▸ EXCERPTED TEXT:
There are currently eight types of pistol licenses: Carry Guard, Concealed Carry, Gun Custodian, Premises Business, Premises Residence, Retiree, Special Carry, and Special Patrolman.

In order to carry a firearm in public, applicants must apply for a carry license, as premises licensees may only transport their firearms unloaded and in a locked case. Prior to Bruen, concealed-carry licenses were nearly impossible for a resident with average self-defense needs to procure as the City required a showing of extraordinary personal danger.

There is also a rifle/shotgun permit, issued for the purchase and possession of rifles and shotguns.

=== Transport ===
In response to the Supreme Court granting certiorari in New York State Rifle & Pistol Association, Inc. v. City of New York, and in an attempt to prevent a Supreme Court decision, state law was amended to allow transporting the handgun to and from a target range, home, business, or any other place one is authorized to possess such handgun, but the firearm must be unloaded and in a locked container. Previously in NYC, firearms could only be transported directly to and from a range within city limits. Traveling through NYC with a license issued from another jurisdiction within the state must be done in accordance with local law.

A person carrying a firearm without a valid permit in NYC may be charged with "criminal possession of a weapon in the second degree," a felony. Unlawfully carrying a firearm in NYC is typically punishable by a prison term of 3 1/2 years. A high-profile example of the penalties associated with New York's restrictive gun laws is the 2-year prison sentence served by former New York Giants wide receiver Plaxico Burress, after pleading guilty to unlawful possession of a weapon, stemming from negligently shooting himself in the leg at an NYC nightclub with his concealed handgun, for which he did not have a valid NYC concealed carry permit. At the time of the incident, Burress had a Florida concealed carry license, which is not valid in New York.

=== Miscellaneous ===
In November 2012, then-mayor Michael Bloomberg denied a request by the New York National Guard for its members to carry service weapons to help maintain order in devastated parts of the city in the aftermath of Hurricane Sandy, calling the presence of armed service members in Brooklyn "a bad idea," and further stating, "The NYPD is the only people we want on the street with guns."

▸ SUPPLIED MATERIAL:

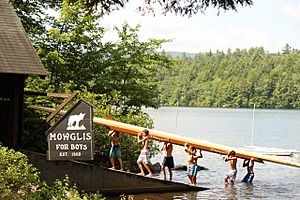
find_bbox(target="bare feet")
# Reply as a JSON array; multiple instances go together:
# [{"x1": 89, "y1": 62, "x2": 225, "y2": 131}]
[{"x1": 147, "y1": 173, "x2": 153, "y2": 177}]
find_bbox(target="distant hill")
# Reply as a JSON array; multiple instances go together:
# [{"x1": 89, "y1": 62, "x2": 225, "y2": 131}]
[{"x1": 166, "y1": 51, "x2": 196, "y2": 58}]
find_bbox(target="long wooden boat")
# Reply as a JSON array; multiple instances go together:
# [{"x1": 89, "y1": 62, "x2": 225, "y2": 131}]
[{"x1": 29, "y1": 106, "x2": 300, "y2": 168}]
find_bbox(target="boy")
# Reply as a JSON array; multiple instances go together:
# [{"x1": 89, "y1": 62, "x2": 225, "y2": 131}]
[
  {"x1": 224, "y1": 151, "x2": 237, "y2": 185},
  {"x1": 161, "y1": 142, "x2": 174, "y2": 181},
  {"x1": 242, "y1": 158, "x2": 254, "y2": 183},
  {"x1": 185, "y1": 144, "x2": 203, "y2": 185},
  {"x1": 137, "y1": 129, "x2": 153, "y2": 177},
  {"x1": 108, "y1": 130, "x2": 123, "y2": 171}
]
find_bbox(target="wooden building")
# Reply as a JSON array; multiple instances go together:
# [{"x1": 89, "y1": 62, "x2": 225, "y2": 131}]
[{"x1": 0, "y1": 0, "x2": 46, "y2": 148}]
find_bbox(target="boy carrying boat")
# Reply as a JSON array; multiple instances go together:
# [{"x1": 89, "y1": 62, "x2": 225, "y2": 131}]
[
  {"x1": 242, "y1": 158, "x2": 254, "y2": 183},
  {"x1": 224, "y1": 150, "x2": 237, "y2": 185},
  {"x1": 184, "y1": 144, "x2": 203, "y2": 185},
  {"x1": 108, "y1": 130, "x2": 123, "y2": 171},
  {"x1": 161, "y1": 142, "x2": 174, "y2": 181},
  {"x1": 137, "y1": 129, "x2": 153, "y2": 176}
]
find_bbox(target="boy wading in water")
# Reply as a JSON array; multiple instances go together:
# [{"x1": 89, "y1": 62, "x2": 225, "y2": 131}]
[
  {"x1": 185, "y1": 144, "x2": 203, "y2": 185},
  {"x1": 161, "y1": 142, "x2": 174, "y2": 181},
  {"x1": 108, "y1": 130, "x2": 123, "y2": 170},
  {"x1": 242, "y1": 159, "x2": 254, "y2": 183},
  {"x1": 137, "y1": 129, "x2": 153, "y2": 176},
  {"x1": 224, "y1": 151, "x2": 237, "y2": 185}
]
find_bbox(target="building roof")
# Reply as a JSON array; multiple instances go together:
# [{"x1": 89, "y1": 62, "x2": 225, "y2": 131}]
[{"x1": 0, "y1": 0, "x2": 47, "y2": 75}]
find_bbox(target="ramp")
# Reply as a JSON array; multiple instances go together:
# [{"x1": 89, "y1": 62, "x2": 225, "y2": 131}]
[{"x1": 22, "y1": 150, "x2": 208, "y2": 194}]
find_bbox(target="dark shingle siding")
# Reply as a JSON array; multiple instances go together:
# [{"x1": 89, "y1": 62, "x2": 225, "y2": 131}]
[{"x1": 0, "y1": 0, "x2": 46, "y2": 75}]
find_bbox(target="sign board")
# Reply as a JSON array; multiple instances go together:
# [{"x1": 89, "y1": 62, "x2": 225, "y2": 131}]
[{"x1": 46, "y1": 100, "x2": 94, "y2": 160}]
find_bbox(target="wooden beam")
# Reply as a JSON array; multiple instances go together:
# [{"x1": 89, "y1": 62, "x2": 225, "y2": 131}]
[{"x1": 29, "y1": 106, "x2": 300, "y2": 168}]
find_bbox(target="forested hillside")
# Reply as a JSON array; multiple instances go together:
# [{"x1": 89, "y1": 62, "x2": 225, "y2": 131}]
[{"x1": 157, "y1": 45, "x2": 300, "y2": 109}]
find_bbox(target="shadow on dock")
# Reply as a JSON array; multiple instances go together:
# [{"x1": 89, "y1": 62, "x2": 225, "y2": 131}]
[{"x1": 22, "y1": 150, "x2": 208, "y2": 195}]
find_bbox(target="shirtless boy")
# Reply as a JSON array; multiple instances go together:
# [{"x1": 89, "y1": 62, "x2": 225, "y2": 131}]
[
  {"x1": 242, "y1": 159, "x2": 254, "y2": 183},
  {"x1": 224, "y1": 151, "x2": 237, "y2": 184},
  {"x1": 137, "y1": 129, "x2": 153, "y2": 176},
  {"x1": 108, "y1": 130, "x2": 123, "y2": 170},
  {"x1": 185, "y1": 144, "x2": 203, "y2": 185},
  {"x1": 161, "y1": 142, "x2": 174, "y2": 181}
]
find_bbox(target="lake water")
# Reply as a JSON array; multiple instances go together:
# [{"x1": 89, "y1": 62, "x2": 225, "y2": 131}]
[{"x1": 133, "y1": 107, "x2": 300, "y2": 199}]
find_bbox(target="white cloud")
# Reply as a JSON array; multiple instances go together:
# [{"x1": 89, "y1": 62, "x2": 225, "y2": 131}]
[
  {"x1": 283, "y1": 3, "x2": 300, "y2": 23},
  {"x1": 101, "y1": 0, "x2": 300, "y2": 53}
]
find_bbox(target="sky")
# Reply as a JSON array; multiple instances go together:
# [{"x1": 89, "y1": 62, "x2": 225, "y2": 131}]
[{"x1": 100, "y1": 0, "x2": 300, "y2": 53}]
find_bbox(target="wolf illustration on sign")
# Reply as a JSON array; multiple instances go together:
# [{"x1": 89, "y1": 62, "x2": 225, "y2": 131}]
[{"x1": 67, "y1": 113, "x2": 86, "y2": 130}]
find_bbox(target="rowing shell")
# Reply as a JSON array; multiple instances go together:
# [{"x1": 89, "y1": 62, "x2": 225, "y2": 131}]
[{"x1": 29, "y1": 106, "x2": 300, "y2": 168}]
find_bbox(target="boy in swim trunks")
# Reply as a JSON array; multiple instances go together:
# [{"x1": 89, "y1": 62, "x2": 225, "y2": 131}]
[
  {"x1": 108, "y1": 130, "x2": 123, "y2": 170},
  {"x1": 185, "y1": 144, "x2": 203, "y2": 185},
  {"x1": 242, "y1": 159, "x2": 254, "y2": 183},
  {"x1": 224, "y1": 151, "x2": 237, "y2": 185},
  {"x1": 137, "y1": 129, "x2": 153, "y2": 176},
  {"x1": 161, "y1": 142, "x2": 174, "y2": 181}
]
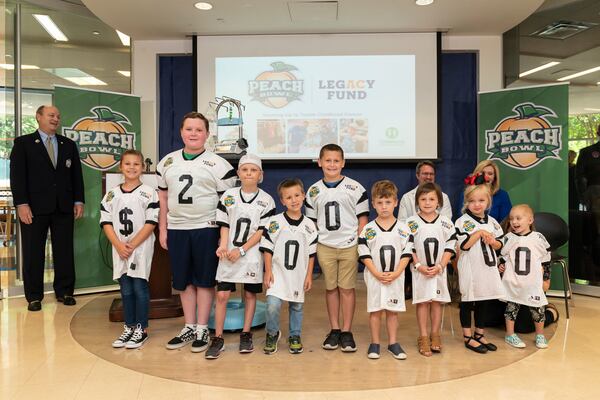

▸ GOAL OF THE EXERCISE:
Answer these from the text on New York City gun licensing:
(a) How many types of pistol licenses are there currently?
(b) Under the amended state law, what condition must a handgun be in while being transported?
(c) How long was the prison sentence Plaxico Burress served?

▸ THE COMPLETED TASK:
(a) Eight.
(b) Unloaded and in a locked container.
(c) Two years.